▶ To do:
Copy the records below word for word, keeping every line and its order.
◇ ◇ ◇ ◇ ◇ ◇ ◇
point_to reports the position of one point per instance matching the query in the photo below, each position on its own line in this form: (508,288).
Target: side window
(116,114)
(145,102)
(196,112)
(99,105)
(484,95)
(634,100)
◇ ◇ ◇ ◇ ◇ ◇ ◇
▶ Task answer:
point_to reports the position of one point per instance matching the query in the photo below, each position on its own line in this form: (508,288).
Target: side window
(116,114)
(145,102)
(196,112)
(99,105)
(484,95)
(634,100)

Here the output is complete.